**STORED RECORDS**
════════════════
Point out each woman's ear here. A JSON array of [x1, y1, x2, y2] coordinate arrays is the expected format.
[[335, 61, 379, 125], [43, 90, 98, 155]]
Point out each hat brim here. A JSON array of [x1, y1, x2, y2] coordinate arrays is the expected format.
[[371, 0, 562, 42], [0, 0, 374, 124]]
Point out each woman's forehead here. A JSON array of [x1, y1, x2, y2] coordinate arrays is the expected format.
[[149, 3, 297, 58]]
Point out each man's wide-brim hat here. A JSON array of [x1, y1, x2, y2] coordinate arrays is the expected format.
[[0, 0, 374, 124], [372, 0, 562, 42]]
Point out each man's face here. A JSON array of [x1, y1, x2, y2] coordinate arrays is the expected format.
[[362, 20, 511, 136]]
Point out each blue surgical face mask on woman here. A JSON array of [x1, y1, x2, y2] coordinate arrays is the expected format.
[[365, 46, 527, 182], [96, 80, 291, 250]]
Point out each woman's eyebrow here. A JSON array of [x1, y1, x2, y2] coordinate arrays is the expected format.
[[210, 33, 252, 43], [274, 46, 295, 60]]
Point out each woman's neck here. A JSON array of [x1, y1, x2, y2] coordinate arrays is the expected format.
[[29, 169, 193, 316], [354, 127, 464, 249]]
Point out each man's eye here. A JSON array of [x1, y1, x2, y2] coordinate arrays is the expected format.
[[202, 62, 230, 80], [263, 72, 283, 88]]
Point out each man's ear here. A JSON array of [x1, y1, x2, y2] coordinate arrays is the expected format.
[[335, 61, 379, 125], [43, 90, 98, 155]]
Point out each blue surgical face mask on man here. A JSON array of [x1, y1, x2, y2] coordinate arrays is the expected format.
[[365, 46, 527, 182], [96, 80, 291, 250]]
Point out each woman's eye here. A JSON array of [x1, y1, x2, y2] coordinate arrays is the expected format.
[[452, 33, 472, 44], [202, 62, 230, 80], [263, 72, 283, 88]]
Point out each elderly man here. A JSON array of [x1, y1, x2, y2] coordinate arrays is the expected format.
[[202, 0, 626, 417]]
════════════════
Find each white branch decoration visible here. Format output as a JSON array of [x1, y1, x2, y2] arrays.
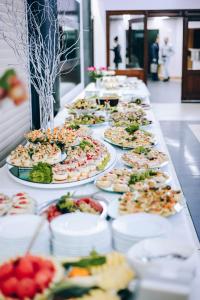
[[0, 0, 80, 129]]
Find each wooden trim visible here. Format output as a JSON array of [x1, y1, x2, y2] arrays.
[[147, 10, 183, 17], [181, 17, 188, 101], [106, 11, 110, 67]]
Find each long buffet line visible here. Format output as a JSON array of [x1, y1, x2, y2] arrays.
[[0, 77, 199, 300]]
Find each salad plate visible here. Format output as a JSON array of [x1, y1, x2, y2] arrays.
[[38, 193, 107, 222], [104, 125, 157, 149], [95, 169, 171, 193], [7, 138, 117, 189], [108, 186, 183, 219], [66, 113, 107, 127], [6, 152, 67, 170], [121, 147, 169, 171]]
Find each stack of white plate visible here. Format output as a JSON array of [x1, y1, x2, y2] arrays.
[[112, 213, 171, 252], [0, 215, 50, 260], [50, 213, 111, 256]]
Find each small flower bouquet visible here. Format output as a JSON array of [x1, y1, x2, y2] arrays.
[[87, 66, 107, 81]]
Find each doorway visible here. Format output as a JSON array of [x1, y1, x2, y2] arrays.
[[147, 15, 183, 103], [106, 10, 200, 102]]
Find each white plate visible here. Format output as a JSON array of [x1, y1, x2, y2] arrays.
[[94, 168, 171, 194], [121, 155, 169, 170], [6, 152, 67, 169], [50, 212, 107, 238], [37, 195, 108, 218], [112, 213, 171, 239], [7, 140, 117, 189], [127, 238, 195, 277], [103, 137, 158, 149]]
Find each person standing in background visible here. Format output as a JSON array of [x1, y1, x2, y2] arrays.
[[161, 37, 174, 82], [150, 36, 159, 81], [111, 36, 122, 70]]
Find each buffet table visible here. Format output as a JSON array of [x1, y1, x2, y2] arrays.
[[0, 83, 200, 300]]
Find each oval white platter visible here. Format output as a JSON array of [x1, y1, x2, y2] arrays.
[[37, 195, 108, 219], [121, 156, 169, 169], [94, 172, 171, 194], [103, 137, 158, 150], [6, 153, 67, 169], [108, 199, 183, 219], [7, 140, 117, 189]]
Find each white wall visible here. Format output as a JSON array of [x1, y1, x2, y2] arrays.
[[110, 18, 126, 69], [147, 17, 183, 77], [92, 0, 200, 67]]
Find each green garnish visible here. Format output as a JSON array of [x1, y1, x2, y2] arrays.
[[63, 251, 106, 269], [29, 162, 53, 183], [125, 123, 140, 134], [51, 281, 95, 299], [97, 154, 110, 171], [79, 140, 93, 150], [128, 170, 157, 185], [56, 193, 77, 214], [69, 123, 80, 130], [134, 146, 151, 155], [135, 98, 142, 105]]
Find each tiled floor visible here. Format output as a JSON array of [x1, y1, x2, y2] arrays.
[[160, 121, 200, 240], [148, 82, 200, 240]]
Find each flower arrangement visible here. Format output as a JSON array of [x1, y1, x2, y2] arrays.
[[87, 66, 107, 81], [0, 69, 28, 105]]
════════════════
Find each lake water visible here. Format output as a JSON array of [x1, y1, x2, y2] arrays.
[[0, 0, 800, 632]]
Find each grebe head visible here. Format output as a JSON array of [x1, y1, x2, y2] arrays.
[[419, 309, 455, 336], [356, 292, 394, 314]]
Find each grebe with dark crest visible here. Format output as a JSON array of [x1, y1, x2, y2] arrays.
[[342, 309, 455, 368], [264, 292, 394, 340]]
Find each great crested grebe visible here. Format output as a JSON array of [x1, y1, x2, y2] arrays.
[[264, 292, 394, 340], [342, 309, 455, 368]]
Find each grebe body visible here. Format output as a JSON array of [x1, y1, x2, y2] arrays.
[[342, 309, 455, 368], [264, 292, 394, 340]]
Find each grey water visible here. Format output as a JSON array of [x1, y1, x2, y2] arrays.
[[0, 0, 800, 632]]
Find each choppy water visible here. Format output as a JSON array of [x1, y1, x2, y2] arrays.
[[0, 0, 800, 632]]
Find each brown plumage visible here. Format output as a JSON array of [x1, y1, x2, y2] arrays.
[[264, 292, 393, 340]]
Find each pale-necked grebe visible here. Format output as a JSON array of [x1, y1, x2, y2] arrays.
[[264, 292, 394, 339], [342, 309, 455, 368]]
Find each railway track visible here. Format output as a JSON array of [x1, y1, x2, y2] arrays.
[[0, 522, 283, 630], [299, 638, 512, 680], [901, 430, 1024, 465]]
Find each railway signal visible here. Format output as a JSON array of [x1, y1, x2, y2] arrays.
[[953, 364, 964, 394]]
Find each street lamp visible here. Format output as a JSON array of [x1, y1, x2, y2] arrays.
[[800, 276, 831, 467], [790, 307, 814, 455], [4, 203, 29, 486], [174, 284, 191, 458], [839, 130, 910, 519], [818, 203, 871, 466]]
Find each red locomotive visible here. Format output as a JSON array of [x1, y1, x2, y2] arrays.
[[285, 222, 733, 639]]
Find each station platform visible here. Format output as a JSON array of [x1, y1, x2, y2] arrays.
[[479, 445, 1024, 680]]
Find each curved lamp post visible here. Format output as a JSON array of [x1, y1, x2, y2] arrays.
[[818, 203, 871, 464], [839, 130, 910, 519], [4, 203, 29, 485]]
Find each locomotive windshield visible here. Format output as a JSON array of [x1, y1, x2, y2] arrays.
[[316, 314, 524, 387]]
════════════════
**EXERCISE INSTRUCTIONS**
Copy out the records above word for word, starting at the line that contains "Find each doorway" and ending at the line that contains "0, 200, 67]]", with both of those lines included.

**EXERCISE OUTPUT**
Find each doorway visible here. Format output as a JSON array of [x1, y1, x2, y2] arrays.
[[147, 15, 183, 103], [106, 10, 200, 102]]
Find each white plate visible here. Format output as a JSON array of [x1, y1, x2, y2] arrays.
[[94, 168, 171, 194], [121, 155, 169, 170], [6, 152, 67, 169], [50, 212, 107, 238], [37, 195, 108, 218], [112, 213, 171, 239], [7, 140, 117, 189], [127, 238, 195, 277], [103, 137, 158, 149]]
Find each person standing in background visible here. Format output as a JSON array of [x1, y1, x2, y2] arrays.
[[161, 37, 174, 82], [150, 36, 159, 81], [111, 36, 122, 70]]
Find each buffet table visible here. Format output as a JSON array of [x1, y1, x2, y2] arrays.
[[0, 83, 200, 300]]
Find each oval white platter visible here. Format output as a JSON array of [x1, y1, x2, y2] arrays.
[[37, 195, 108, 219], [121, 156, 169, 169], [94, 172, 171, 194], [103, 137, 158, 150], [6, 153, 67, 169], [108, 199, 183, 219], [7, 140, 117, 189]]
Find each white wall visible here. Format output as a JSON array of [x1, y1, x2, y2] arrays.
[[110, 18, 126, 69], [147, 17, 183, 77], [92, 0, 200, 67]]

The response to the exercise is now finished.